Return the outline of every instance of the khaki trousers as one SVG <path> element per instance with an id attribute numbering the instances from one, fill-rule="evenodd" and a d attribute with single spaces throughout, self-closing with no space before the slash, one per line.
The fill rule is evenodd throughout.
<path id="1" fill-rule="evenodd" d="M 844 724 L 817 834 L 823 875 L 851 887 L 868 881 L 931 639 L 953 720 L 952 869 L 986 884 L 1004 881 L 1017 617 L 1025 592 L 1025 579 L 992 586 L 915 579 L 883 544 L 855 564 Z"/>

==

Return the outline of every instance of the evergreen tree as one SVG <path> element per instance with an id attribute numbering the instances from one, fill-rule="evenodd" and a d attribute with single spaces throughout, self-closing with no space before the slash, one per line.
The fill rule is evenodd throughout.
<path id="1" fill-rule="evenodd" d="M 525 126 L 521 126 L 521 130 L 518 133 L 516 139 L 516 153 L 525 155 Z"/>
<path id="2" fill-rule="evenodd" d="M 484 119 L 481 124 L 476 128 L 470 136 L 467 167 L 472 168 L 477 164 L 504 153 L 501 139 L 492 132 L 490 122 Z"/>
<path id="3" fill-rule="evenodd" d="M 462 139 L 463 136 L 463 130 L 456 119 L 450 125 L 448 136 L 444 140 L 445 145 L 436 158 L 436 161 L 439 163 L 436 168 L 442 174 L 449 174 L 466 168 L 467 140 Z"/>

---

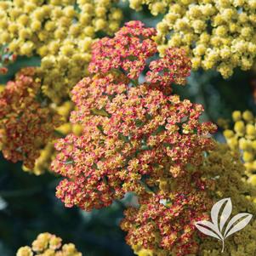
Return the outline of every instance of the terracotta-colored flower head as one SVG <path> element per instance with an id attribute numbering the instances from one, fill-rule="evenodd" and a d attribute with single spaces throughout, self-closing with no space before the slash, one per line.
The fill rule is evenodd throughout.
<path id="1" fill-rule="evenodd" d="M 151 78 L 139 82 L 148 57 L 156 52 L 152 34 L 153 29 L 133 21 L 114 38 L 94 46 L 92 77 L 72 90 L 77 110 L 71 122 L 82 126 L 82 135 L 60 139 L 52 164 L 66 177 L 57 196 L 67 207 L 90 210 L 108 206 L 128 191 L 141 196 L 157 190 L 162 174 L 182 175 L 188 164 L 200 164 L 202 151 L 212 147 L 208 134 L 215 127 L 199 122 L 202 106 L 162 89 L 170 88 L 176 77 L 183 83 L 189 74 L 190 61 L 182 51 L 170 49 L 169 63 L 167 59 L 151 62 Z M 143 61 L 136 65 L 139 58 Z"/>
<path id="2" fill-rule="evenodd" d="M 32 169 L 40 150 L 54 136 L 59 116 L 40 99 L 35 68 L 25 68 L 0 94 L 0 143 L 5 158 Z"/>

• [TASK DESCRIPTION]
Turn the part of the rows that opens with the line containing "Return the outline of every instance of the evergreen" and closes with the line containing "462 139 L 463" into a two-column CSV with the headers instruction and answer. Give one line per row, with the row's wording and its answer each in a single quoted field and line breaks replaced by spaces.

• [TASK SOLUTION]
instruction,answer
"Return the outline of every instance of the evergreen tree as one SVG <path> element per instance with an id attribute numbering the instances from one, fill-rule=""evenodd"" and a d attribute with single spaces throughout, self-closing with no space before the slash, one per line. The fill rule is evenodd throughout.","<path id=""1"" fill-rule=""evenodd"" d=""M 525 126 L 521 126 L 521 130 L 518 133 L 516 139 L 516 153 L 525 155 Z""/> <path id=""2"" fill-rule=""evenodd"" d=""M 484 119 L 481 124 L 476 128 L 470 136 L 467 167 L 472 168 L 477 164 L 504 153 L 501 139 L 492 132 L 490 122 Z""/> <path id=""3"" fill-rule=""evenodd"" d=""M 462 139 L 463 136 L 463 130 L 456 119 L 450 125 L 448 136 L 444 140 L 445 145 L 436 158 L 436 161 L 439 163 L 436 168 L 442 174 L 449 174 L 466 168 L 467 140 Z""/>"